## Challenge
In each of the lines below, change every "keypoint" to "marker" and leave the rest of the text as is. Don't include the pictures in your output.

## Records for the task
◇ ◇ ◇ ◇ ◇
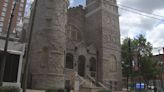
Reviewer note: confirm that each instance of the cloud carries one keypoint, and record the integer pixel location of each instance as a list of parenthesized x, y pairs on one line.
[(132, 24)]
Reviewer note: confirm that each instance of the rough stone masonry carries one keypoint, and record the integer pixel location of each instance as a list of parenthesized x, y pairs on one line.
[(78, 39)]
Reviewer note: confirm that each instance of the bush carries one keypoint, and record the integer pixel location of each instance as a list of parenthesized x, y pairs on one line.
[(55, 90), (105, 91), (9, 89)]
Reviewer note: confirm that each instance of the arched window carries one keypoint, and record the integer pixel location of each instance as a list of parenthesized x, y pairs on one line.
[(92, 64), (81, 65), (69, 61), (113, 63), (74, 33), (92, 67)]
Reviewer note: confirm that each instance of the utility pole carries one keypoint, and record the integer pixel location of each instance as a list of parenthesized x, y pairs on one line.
[(33, 13), (130, 59), (5, 53)]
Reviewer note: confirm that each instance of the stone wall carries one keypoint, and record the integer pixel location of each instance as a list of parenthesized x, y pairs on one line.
[(48, 45)]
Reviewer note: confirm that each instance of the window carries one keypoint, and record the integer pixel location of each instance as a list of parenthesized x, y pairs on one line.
[(92, 64), (113, 63), (1, 24), (3, 14), (74, 34), (4, 9), (69, 61), (0, 29), (5, 4)]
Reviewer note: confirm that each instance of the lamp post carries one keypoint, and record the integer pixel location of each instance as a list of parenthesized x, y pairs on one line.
[(161, 64), (6, 44)]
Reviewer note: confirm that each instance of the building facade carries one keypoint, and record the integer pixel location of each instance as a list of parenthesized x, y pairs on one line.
[(6, 8), (82, 40)]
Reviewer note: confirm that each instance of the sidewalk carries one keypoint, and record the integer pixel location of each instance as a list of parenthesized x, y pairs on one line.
[(29, 90)]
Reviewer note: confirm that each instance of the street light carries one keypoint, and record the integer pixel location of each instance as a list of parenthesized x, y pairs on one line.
◇ ◇ ◇ ◇ ◇
## Problem solution
Reviewer note: confirm that each instance of the cloud carries one marker, and record the integer pixel location of each instance as a list of parenthesized x, y pairs on one line.
[(132, 24)]
Reviewer note: confirm that each instance of the rough stone masonry carries one marker, and record the integer pixel location of each instance as a list of parenthesized x, y pairs on one line.
[(78, 39)]
Reviewer note: confirm that each instance of the bush carries one marker, and record the integer pixel location of each instance as a list of parenthesized x, y pairs on one line.
[(55, 90), (105, 91), (9, 89)]
Reviewer note: confirm that each instance of the arched window carries one marker, and record the integer pixel location of each instance as a list of parenthesized x, y pairs on one line.
[(92, 64), (81, 65), (69, 61), (113, 63), (74, 33), (92, 67)]
Reviewer note: confirm that each instance of the utility pole carries one marker, and record the integer pixel location of each instance as a list of parenthesized x, y pairs on one line.
[(33, 13), (130, 59), (5, 53)]
Reviewer note: confirm that each instance of the stone wall carries one marker, and record the integer pixel location of each instance as a list of parenthesized x, y pairs on one line.
[(48, 45)]
Reviewer note: confirm that each instance of the window carries one marker, and record the integer pixel location of each instance as a list of parenthesized x, y pairs on one line.
[(92, 64), (113, 63), (1, 24), (3, 14), (74, 34), (4, 9), (69, 61), (0, 29), (5, 4)]
Reviewer note: confirm that each instance of the lamp post carries one marker, and record the integer pixel location of each instance as a list of parenthesized x, y pairs on one line.
[(161, 64), (6, 44)]
Reviewer note: confirm that each instance of the building facade carries one marker, and record the integer pixel location of each instance as a list of parenthesized x, y pairs on one line.
[(6, 8), (82, 40)]
Reviewer note: confirm that each instance of the sidewalk carries one marker, and record the integer pixel location of each instance as a list of parenthesized x, y pairs on one line.
[(29, 90)]
Reviewer note: confirm that each instance of the street light carries one marker, and record the integer pixel location of each instance as a list of parenthesized x, y pairs on one line.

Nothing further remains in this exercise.